◆ **TO DO**: Please put every line of the items below into a Markdown table with the columns "Row" for the row number and "Line" for the text, skipping blank lines. Leave the pictures out of the table.

◆ **Location identification items**:
######

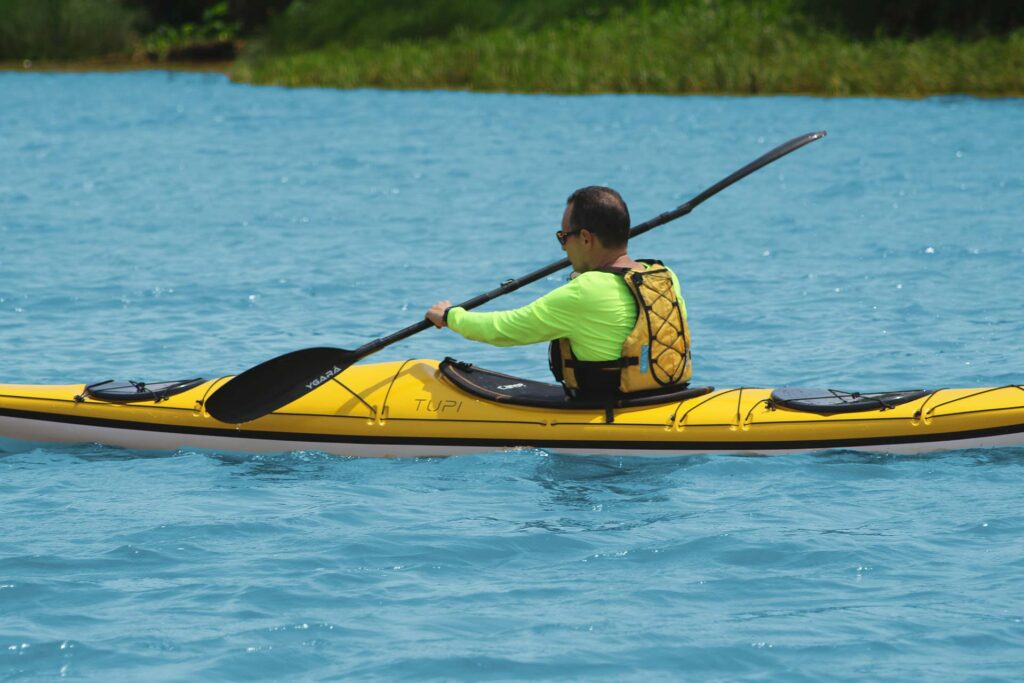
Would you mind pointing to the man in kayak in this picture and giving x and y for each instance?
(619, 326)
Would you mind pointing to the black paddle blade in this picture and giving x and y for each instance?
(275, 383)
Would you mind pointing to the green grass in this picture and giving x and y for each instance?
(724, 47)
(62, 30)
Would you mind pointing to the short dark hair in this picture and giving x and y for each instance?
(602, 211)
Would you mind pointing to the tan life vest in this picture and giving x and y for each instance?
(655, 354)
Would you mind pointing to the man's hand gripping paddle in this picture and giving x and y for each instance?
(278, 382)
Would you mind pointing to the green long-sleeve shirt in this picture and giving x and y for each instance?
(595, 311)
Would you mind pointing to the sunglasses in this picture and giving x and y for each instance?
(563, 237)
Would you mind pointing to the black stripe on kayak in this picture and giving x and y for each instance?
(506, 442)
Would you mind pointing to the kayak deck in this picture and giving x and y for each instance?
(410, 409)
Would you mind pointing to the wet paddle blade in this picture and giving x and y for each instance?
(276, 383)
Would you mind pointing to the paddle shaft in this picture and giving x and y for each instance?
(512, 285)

######

◆ **COMPLETED EXERCISE**:
| Row | Line |
|---|---|
| 1 | Would you mind pointing to the man in kayak in this picture and giving x and y for each instance? |
| 2 | (619, 326) |
| 3 | Would you mind pointing to the black paddle blade in this picture and giving x and y for each instance? |
| 4 | (275, 383) |
| 5 | Would you mind pointing to the green grass in this picture and giving x and y for each instance? |
| 6 | (724, 47) |
| 7 | (62, 30) |
| 8 | Would you mind pointing to the short dark hair in this picture and giving x and y for each instance? |
| 9 | (602, 211) |
| 10 | Would you mind pointing to the tan life vest in this picture and giving x and y for each instance? |
| 11 | (655, 354) |
| 12 | Would you mind pointing to the man's hand gripping paddle in this picture and giving x and y for each instance? |
| 13 | (278, 382) |
| 14 | Would you mind pointing to the green long-sleeve shirt in this picture and giving x and y for each instance? |
| 15 | (595, 311) |
| 16 | Would you mind pointing to the sunglasses in this picture and giving x and y for each instance? |
| 17 | (563, 237) |
| 18 | Would you mind pointing to the black stripe on kayak in this picture and giving x and y for each instance? |
| 19 | (506, 442) |
| 20 | Would you mind pointing to the kayak deck in this picture and giving x and y for each instance? |
| 21 | (410, 409) |
| 22 | Would you mind pointing to the wet paddle blade in this picture and giving x and y for each instance? |
| 23 | (276, 383) |
| 24 | Would you mind pointing to the paddle shaft in this picture and giving x and y for each instance? |
| 25 | (512, 285) |